Distributed Computation Algorithms
The subject of distributed algorithms is vast, and actually includes parallel algorithms as a special case (at least those written for interconnection network models). While massively parallel machines implementing centrally controlled algorithms continue to be important (and this importance may grow as technology advances), more recent trends in concurrent computing environments (networked workstations, grids, clusters, the internet) have emphasized the need for distributed algorithms that do not necessarily assume a central control. In its most general form, distributed algorithms are simply algorithms implemented on a collection of (possibly) heterogeneous processors connected in some sort of network, and working on problems using various degrees of synchronization.
In recent years the notion of a “computational grid” and concomitant “grid computing” have emerged. A computational grid can be viewed as an infrastructure of multiple CPUs distributed over a local or wide area network, that appears to an end user as one large computing resource. In general, there is no central control assumed in a computation grid, and the end-user may or may not directly control the computing resources in the grid. Examples of government-sponsored computational grids include NSF’s TeraGrid, NASA’s Information Power Grid or DOE’s Science Grid. Open-source software packages like the Globus Toolkit are available to give the end-user a programming environment that utilizes a large computational grid. Commercial vendors are also rapidly entering the grid computing scene with software packages that enable businesses to run their applications over private-sector computational grids.
In one model of grid computing, the processors might be a (possibly dynamically changing) collection of thousands of widely separated PCs or workstations connected via the internet whose idle cycles are captured and utilized to process data in a purely asynchronous fashion. An example of the use of this model of grid computing is the Searching for ExtraTerrestrial Intelligence (SETI) project that captures the idle cycles of thousands of processors to analyze radio telescope data looking for signs of intelligent life in the universe. A contrasting model of grid computing consists of a set of (usually homogeneous) processors making up what is known as a Beowulf cluster, typically rack-mounted in a single physical location (see Figure 18.1) , and connected by gigabit Ethernet or more specialized network systems such as myrinet. As opposed to projects such as the SETI project where standalone processors are available for the SETI project only when idle, processes in a Beowulf cluster are solely dedicated to working on problems hosted by the cluster.

• [DATASET RECORDS]:

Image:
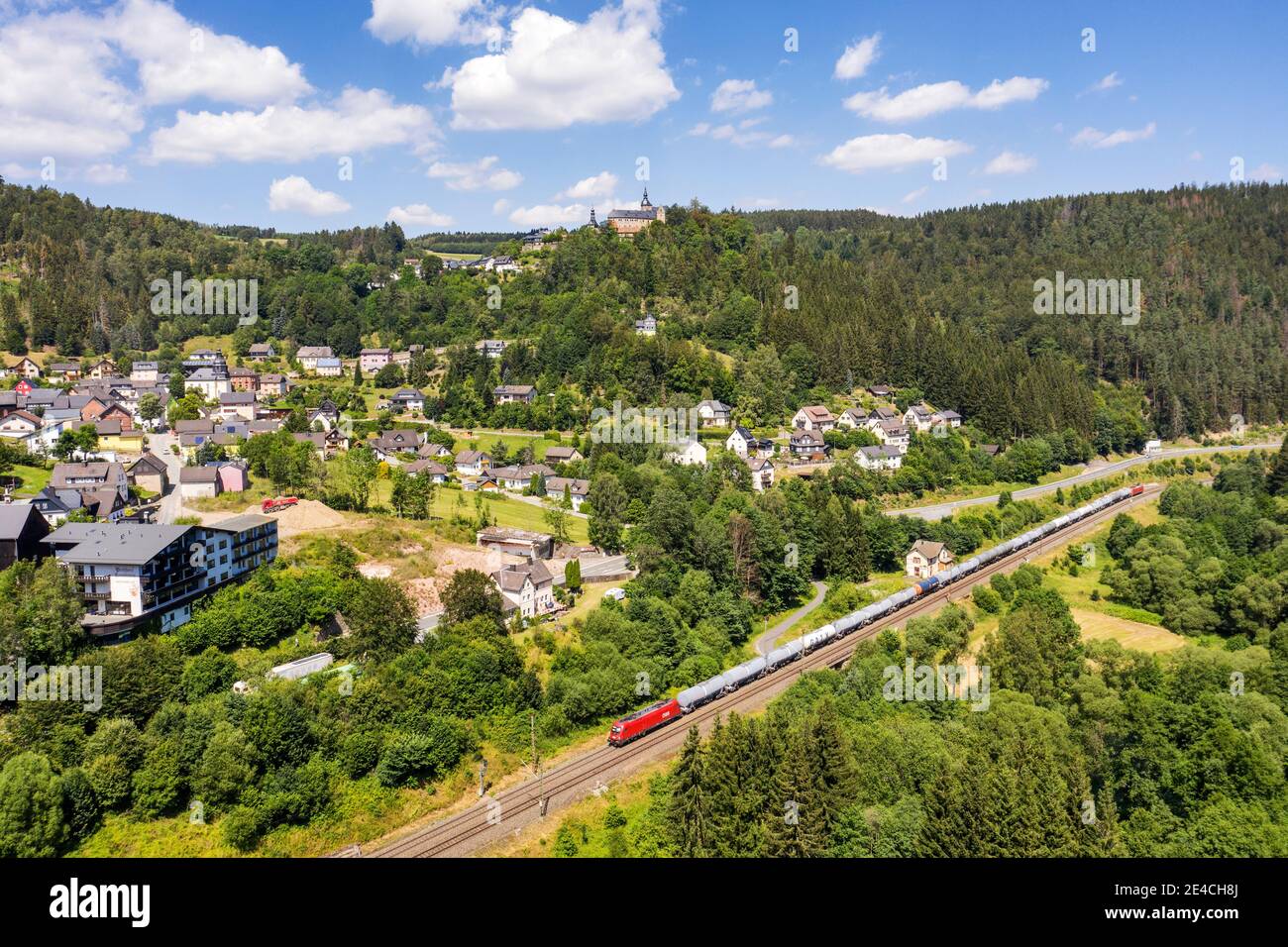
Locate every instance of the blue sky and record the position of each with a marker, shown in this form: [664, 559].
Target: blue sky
[471, 115]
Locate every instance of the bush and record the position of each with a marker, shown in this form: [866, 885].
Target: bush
[986, 599]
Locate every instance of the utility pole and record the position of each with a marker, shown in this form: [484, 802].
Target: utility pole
[536, 762]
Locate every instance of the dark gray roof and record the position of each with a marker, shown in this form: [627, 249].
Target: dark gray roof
[117, 543]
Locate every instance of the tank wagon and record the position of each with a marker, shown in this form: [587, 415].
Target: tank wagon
[692, 697]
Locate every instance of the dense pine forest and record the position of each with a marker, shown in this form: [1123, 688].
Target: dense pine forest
[940, 303]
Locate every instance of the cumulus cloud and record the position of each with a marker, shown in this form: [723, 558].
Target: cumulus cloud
[1095, 138]
[555, 72]
[433, 22]
[297, 196]
[1010, 162]
[106, 172]
[588, 188]
[356, 123]
[940, 97]
[857, 56]
[180, 59]
[419, 217]
[476, 175]
[76, 82]
[739, 95]
[870, 153]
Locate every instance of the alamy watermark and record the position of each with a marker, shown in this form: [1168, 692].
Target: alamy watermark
[930, 684]
[661, 425]
[1077, 296]
[54, 684]
[179, 296]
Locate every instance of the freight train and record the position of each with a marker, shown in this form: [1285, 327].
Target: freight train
[665, 711]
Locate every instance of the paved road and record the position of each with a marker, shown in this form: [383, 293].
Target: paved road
[765, 642]
[171, 504]
[947, 509]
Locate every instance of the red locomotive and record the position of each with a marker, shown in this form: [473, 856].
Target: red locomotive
[644, 720]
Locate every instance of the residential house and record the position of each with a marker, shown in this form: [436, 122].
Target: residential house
[927, 558]
[503, 539]
[576, 489]
[132, 574]
[150, 474]
[271, 386]
[814, 418]
[893, 434]
[374, 360]
[147, 372]
[919, 416]
[562, 455]
[807, 447]
[506, 394]
[90, 475]
[880, 458]
[473, 463]
[329, 368]
[308, 356]
[713, 414]
[198, 480]
[244, 379]
[527, 587]
[426, 468]
[237, 405]
[21, 532]
[209, 381]
[761, 474]
[519, 476]
[407, 401]
[691, 454]
[103, 368]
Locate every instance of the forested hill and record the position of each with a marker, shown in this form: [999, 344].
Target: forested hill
[941, 303]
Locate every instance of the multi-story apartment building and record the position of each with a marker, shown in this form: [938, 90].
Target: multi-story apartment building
[132, 574]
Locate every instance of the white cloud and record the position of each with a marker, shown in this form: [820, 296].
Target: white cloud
[106, 172]
[1095, 138]
[476, 175]
[180, 59]
[419, 217]
[739, 95]
[1111, 81]
[1012, 162]
[599, 185]
[296, 195]
[58, 93]
[555, 72]
[433, 22]
[939, 97]
[742, 136]
[67, 85]
[857, 56]
[356, 123]
[870, 153]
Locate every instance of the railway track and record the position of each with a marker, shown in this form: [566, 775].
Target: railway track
[492, 818]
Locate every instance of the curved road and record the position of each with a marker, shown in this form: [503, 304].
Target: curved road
[765, 642]
[947, 509]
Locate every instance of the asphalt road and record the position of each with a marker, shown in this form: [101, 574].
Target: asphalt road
[947, 509]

• [JOBS]:
1. According to the text on distributed computation algorithms, what data does the SETI project analyze with the idle cycles it captures?
2. Resume the text on distributed computation algorithms, starting right after its final sentence.
The items aren't needed for any of this.

• [RESULTS OF THE TASKS]:
1. Radio telescope data, which it searches for signs of intelligent life in the universe.

2.
Beowulf Clusters in the LINC Lab (Laboratory for Integrated Networked Computing), University of Cincinnati
***Figure 18.1 (new)***
In this chapter we introduce distributed algorithms by focusing on the special case of processors communicating with one another using message passing. The message passing paradigm will capture most of the relevant issues in the theory of distributed algorithms, at least from a high level point of view. A communication step (sending or receiving a message) between processors will be assumed to be far more time consuming than a computation step performed locally by a processor. Hence, similar to our study of parallel algorithms on interconnection network models, we must take communication complexity into account when analyzing the performance of a distributed algorithm. Moreover, it will now be more difficult to measure communication complexity, since in a communication step in the message passing environment there may not be tight synchronization between the sending and receiving of a message. In any case, the following key fact always holds.
Key Fact. Good speedup in the distributed algorithm environment will invariably require computation steps to dominate communication steps.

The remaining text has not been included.